Dataset entries:
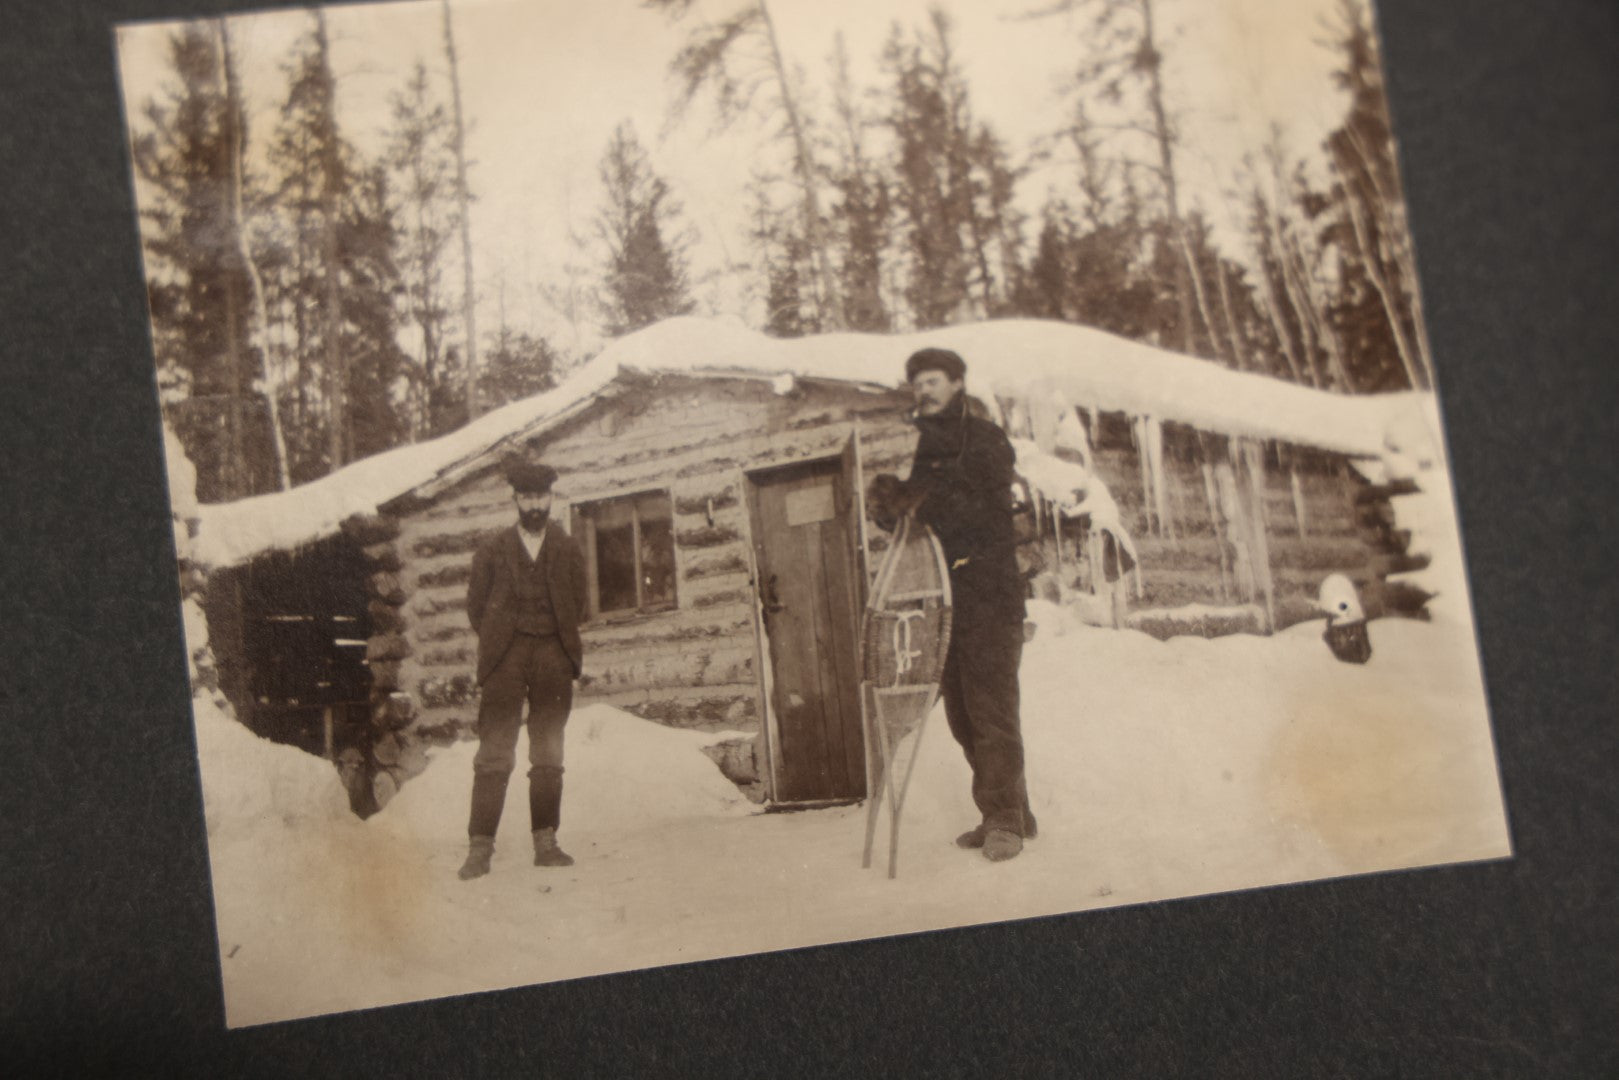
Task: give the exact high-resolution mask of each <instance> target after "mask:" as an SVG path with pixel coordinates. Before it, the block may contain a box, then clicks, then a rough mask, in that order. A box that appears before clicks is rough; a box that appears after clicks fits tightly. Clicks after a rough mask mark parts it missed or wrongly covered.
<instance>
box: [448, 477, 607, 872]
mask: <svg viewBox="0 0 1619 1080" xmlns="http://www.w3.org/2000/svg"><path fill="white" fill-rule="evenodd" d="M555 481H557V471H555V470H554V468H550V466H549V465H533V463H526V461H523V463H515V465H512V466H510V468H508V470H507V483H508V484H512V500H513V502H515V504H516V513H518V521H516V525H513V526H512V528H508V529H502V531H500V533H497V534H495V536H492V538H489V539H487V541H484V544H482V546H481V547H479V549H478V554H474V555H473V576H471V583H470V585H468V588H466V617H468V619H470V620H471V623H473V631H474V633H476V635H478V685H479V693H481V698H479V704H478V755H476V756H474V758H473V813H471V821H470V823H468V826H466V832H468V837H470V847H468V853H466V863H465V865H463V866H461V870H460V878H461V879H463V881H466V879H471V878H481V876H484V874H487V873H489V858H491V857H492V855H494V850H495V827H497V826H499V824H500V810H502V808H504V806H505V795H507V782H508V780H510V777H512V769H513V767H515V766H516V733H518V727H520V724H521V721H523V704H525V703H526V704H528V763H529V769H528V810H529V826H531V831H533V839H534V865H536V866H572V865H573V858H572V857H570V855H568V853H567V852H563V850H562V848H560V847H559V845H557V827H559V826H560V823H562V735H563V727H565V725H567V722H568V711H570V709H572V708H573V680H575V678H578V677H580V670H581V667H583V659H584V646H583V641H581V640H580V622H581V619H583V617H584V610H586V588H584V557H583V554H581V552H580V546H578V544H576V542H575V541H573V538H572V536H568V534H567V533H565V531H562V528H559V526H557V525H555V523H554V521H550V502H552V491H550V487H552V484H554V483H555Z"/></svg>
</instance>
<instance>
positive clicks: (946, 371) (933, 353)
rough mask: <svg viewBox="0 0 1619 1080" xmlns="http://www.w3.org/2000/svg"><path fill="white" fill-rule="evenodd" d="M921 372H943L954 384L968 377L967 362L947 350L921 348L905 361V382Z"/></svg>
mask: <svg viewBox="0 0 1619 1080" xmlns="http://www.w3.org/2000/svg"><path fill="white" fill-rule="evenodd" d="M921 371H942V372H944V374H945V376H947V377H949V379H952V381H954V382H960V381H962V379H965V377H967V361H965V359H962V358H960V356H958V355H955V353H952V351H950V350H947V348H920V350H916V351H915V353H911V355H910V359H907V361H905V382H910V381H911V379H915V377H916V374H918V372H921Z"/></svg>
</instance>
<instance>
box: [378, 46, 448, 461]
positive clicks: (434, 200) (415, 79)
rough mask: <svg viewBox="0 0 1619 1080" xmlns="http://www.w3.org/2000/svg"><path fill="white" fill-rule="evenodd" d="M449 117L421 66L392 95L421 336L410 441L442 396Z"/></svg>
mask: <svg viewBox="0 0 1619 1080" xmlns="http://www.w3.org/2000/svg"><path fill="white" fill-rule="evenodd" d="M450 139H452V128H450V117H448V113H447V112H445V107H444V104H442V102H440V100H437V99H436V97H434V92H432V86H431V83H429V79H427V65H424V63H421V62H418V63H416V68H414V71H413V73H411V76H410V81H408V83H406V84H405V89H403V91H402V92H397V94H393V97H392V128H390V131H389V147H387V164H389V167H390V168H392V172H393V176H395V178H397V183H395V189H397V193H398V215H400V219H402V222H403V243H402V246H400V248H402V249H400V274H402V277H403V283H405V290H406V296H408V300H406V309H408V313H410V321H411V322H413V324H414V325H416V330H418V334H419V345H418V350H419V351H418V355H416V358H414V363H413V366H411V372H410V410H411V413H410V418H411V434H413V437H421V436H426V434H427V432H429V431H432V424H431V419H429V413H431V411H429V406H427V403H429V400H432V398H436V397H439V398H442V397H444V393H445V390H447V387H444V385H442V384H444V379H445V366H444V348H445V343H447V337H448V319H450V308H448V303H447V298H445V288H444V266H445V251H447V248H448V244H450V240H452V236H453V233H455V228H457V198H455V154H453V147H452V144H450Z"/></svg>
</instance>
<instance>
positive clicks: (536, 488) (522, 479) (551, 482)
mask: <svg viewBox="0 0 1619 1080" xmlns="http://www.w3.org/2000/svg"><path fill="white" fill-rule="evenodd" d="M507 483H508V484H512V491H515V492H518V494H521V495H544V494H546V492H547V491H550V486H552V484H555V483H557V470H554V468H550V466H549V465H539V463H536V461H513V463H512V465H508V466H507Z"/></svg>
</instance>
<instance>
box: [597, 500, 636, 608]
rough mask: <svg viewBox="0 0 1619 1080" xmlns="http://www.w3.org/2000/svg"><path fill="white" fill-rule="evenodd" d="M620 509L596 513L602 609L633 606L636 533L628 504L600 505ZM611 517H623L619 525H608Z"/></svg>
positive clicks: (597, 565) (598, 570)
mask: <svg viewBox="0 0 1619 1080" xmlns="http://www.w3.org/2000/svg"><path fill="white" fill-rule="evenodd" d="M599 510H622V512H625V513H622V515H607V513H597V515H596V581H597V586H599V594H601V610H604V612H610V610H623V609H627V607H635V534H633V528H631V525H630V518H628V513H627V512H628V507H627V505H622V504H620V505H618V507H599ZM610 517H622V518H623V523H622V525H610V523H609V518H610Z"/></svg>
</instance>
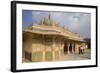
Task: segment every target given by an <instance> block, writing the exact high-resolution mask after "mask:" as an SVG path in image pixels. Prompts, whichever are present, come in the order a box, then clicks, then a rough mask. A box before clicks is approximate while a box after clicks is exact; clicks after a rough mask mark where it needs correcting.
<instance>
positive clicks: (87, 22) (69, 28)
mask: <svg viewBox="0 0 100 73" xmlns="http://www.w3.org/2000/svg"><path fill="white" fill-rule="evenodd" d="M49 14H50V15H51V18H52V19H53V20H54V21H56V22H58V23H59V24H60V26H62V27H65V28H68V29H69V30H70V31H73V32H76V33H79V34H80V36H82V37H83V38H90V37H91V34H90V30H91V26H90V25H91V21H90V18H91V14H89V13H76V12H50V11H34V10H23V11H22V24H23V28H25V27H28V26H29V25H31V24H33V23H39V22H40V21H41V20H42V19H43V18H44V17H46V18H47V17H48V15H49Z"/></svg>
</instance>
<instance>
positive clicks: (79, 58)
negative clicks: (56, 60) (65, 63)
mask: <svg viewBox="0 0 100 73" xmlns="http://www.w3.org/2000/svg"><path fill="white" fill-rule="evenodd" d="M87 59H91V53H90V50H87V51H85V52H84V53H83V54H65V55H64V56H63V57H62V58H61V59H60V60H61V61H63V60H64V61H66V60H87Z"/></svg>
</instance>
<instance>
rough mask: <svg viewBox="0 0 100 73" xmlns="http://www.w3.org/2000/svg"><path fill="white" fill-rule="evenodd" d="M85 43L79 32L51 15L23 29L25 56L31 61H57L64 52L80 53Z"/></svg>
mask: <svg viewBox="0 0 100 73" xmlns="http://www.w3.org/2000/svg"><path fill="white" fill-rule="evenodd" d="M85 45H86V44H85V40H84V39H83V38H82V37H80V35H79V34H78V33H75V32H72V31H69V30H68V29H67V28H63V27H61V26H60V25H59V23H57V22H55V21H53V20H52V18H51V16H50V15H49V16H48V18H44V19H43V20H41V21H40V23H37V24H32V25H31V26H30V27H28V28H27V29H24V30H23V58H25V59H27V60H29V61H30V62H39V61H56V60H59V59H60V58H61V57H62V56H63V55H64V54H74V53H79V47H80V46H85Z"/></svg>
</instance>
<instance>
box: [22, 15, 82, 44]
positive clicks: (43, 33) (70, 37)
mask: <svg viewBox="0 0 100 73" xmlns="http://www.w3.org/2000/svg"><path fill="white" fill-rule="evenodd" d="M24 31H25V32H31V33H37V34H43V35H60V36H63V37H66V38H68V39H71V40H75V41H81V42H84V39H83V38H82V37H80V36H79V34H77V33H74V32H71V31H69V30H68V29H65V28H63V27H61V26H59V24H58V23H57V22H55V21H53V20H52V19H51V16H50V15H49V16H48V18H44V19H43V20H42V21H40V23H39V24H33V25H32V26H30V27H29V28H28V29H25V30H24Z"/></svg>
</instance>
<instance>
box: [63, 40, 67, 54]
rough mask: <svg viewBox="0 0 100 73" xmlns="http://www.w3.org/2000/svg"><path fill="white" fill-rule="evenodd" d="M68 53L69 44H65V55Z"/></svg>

▶ _Work required_: Take exactly the lines from the one containing "positive clicks: (946, 371) (933, 353)" through the one containing "positive clicks: (434, 200) (415, 79)" in the data above, and output them with nothing added.

▶ _Solution for this problem_:
positive clicks: (946, 371) (933, 353)
rough mask: <svg viewBox="0 0 1619 1080" xmlns="http://www.w3.org/2000/svg"><path fill="white" fill-rule="evenodd" d="M921 372H943L954 384L968 377L967 362L947 350L921 348L905 361V382Z"/></svg>
mask: <svg viewBox="0 0 1619 1080" xmlns="http://www.w3.org/2000/svg"><path fill="white" fill-rule="evenodd" d="M921 371H942V372H944V374H945V376H947V377H949V379H952V381H954V382H960V381H962V379H965V377H967V361H965V359H962V358H960V356H958V355H955V353H952V351H950V350H947V348H920V350H916V351H915V353H911V355H910V359H907V361H905V382H910V381H911V379H915V377H916V374H918V372H921Z"/></svg>
</instance>
<instance>
box: [378, 46, 448, 461]
positive clicks: (434, 200) (415, 79)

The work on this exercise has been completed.